DOCUMENT PASSAGE

And the same is true with God's choice of Abraham and Sarah. When God gives them a son to make them the forbears of the populous nation of Israel, the couple are not self-made candidates for the job -- not healthy twenty-year-olds who can easily conceive a child. They're in their nineties! They're past the age when people have babies! They also are not persons with great faith who deserve the special attention of God. In the verse immediately following our text for the morning, Abraham falls on his face and laughs when God tells him he will have a son (v. 17). And if you go on to chapter 18 in Genesis, Sarah laughs too (Genesis 18:12).
So you see, we are given to understand that the gift of a child, the birth of Isaac, is entirely God's work, and he alone is the one who is to be praised for such a fantastic development. God is the principal actor in all of these stories in the Bible, and everything he does is driving toward the fulfillment of that promise he has made to bring his blessing on all the peoples of the earth through Israel. God's love is doing the miraculous work of restoring his creation to the goodness that he wants for it. His love presses forward in these stories -- his overwhelming love that can overcome every obstacle to the fulfillment of his intention to save us all.
Do you realize that God is working in your life and mine in the same way? God wants to save us. He wants the abundant life for us that he intended for us in the beginning. And he is at work in our hearts and minds despite every obstacle -- despite our faithlessness, our wrongdoing, our indifference toward him, and our terrible, terrible ignorance of his character. Indeed, so ready is God to fulfill his purpose for our lives that he has even sent his beloved Son to die for us -- all because he loves us! "God so loved the world...!" You and me, your neighbor, your enemy, and all that host of humanity that has preceded us since the time of Abraham and that will follow us until God's kingdom comes. God loves! God loves the world! And the final proof of that love is his love in Jesus Christ.

SUPPLIED INFORMATION
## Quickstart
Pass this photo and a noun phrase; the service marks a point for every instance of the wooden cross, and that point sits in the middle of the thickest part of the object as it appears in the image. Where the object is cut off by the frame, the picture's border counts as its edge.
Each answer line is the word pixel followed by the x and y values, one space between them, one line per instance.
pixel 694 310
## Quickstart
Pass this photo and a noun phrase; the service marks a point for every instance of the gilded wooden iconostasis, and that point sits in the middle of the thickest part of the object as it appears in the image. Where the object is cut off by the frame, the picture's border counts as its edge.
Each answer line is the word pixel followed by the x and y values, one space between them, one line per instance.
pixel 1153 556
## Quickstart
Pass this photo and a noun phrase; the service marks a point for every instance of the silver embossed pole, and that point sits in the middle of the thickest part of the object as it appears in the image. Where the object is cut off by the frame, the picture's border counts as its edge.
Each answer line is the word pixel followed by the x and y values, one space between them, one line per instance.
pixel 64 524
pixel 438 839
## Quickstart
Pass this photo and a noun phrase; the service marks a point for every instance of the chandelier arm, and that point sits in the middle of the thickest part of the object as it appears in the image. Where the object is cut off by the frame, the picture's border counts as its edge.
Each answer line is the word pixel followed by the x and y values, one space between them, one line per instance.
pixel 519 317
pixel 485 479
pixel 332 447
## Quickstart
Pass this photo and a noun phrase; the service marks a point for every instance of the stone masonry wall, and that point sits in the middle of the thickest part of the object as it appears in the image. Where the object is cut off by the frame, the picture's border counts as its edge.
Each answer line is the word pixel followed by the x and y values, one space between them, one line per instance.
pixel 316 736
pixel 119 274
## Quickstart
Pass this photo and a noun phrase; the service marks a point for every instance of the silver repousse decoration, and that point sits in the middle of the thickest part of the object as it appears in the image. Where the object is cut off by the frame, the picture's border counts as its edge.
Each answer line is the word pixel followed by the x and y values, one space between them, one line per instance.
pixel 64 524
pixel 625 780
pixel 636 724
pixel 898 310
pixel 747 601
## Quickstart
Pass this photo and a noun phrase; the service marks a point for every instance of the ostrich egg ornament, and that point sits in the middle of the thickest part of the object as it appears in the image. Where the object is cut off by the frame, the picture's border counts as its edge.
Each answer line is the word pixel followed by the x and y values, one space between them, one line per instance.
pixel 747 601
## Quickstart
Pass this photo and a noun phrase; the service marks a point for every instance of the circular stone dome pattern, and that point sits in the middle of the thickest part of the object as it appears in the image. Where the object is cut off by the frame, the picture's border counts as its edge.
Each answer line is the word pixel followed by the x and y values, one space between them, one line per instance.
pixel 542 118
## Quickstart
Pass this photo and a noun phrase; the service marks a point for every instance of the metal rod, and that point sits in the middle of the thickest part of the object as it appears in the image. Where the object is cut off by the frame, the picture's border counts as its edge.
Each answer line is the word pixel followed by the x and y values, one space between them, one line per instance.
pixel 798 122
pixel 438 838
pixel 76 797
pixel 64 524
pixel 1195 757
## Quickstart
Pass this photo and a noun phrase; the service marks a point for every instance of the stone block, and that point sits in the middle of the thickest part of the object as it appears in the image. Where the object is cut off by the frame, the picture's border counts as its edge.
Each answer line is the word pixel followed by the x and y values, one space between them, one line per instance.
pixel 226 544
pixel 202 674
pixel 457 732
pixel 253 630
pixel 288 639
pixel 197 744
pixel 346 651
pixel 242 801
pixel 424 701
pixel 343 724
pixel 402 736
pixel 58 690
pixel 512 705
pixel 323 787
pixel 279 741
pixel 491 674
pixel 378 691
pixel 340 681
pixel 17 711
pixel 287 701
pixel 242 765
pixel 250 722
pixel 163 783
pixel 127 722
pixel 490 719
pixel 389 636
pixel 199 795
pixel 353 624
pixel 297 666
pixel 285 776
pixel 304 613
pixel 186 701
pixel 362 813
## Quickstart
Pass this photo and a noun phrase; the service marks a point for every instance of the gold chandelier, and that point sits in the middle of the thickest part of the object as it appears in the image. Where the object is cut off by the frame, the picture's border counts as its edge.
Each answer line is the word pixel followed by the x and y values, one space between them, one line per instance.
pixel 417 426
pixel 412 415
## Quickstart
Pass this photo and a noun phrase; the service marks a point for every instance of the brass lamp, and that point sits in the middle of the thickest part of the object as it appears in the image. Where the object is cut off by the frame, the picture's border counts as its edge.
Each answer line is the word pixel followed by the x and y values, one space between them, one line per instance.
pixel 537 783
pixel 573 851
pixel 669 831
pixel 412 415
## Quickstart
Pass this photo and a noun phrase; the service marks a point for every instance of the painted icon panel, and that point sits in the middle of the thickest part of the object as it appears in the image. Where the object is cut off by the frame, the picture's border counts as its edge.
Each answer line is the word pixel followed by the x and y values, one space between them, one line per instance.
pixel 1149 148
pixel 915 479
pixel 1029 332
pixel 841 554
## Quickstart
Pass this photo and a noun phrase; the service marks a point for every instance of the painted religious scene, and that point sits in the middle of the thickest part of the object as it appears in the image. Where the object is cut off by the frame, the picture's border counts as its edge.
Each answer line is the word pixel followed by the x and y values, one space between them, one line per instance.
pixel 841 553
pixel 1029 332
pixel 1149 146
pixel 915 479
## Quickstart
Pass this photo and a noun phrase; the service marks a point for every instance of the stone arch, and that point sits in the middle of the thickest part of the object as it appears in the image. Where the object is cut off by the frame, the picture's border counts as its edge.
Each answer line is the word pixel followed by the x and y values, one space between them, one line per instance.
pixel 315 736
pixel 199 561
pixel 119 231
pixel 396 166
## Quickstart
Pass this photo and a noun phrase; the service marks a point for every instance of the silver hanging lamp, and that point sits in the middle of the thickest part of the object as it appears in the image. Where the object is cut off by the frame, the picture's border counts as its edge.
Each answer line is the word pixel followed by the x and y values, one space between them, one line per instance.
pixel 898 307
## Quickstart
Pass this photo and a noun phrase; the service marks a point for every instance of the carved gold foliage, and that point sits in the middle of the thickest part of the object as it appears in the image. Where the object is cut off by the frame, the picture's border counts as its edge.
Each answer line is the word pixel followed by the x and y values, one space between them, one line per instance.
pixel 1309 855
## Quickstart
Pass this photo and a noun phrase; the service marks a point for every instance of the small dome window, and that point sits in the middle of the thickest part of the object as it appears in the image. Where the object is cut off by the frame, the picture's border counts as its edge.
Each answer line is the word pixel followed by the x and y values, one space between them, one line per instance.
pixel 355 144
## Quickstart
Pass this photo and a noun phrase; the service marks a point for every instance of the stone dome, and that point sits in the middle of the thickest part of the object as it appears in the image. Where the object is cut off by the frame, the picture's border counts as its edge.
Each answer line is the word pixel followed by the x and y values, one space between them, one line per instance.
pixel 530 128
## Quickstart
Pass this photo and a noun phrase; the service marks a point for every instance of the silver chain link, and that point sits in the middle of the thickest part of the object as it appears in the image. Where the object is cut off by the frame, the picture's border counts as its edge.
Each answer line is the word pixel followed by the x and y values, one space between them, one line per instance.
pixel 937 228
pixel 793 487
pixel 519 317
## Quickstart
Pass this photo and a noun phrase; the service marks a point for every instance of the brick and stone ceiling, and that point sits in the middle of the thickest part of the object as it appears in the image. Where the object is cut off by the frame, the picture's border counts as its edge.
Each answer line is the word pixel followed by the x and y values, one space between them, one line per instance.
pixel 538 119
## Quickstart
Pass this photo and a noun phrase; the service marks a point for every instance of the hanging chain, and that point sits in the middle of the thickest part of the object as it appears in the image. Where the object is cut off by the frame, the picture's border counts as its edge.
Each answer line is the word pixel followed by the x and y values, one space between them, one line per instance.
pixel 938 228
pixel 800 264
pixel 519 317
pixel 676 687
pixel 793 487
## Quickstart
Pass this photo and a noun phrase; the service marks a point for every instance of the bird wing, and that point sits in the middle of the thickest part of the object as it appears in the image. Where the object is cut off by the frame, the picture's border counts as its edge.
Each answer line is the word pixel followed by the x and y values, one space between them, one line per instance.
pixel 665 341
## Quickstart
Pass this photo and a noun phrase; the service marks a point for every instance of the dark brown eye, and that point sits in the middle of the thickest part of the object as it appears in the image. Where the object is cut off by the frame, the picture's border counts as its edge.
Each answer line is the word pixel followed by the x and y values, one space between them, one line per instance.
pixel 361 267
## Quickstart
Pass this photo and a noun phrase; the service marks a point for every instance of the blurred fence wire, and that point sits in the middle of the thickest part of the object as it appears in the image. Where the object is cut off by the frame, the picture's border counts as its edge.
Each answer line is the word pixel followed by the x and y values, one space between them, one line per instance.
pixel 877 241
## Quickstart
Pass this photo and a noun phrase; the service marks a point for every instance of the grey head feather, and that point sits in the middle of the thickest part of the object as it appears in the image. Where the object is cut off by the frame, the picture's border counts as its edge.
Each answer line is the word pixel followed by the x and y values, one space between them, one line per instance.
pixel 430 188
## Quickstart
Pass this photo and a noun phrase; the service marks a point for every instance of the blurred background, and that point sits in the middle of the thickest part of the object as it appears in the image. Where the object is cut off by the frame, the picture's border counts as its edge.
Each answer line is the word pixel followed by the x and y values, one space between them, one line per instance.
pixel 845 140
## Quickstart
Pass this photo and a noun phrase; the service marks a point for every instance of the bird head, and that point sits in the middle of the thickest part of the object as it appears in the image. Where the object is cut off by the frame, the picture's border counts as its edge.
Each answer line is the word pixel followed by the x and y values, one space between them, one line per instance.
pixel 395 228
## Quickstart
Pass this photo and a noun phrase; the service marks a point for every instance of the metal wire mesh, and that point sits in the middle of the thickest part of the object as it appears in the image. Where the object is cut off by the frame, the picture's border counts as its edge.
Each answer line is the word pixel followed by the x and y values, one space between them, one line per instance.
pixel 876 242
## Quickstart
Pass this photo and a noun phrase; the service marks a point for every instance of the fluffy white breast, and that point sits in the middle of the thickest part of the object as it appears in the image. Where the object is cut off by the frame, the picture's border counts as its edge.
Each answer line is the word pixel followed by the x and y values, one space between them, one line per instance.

WORK ORDER
Reproduce the sermon passage between "And the same" and "too (Genesis 18:12).", inclusive. The records aren't needed for what comes next.

RESULT OF THIS EXERCISE
And the same is true with God's choice of Abraham and Sarah. When God gives them a son to make them the forbears of the populous nation of Israel, the couple are not self-made candidates for the job -- not healthy twenty-year-olds who can easily conceive a child. They're in their nineties! They're past the age when people have babies! They also are not persons with great faith who deserve the special attention of God. In the verse immediately following our text for the morning, Abraham falls on his face and laughs when God tells him he will have a son (v. 17). And if you go on to chapter 18 in Genesis, Sarah laughs too (Genesis 18:12).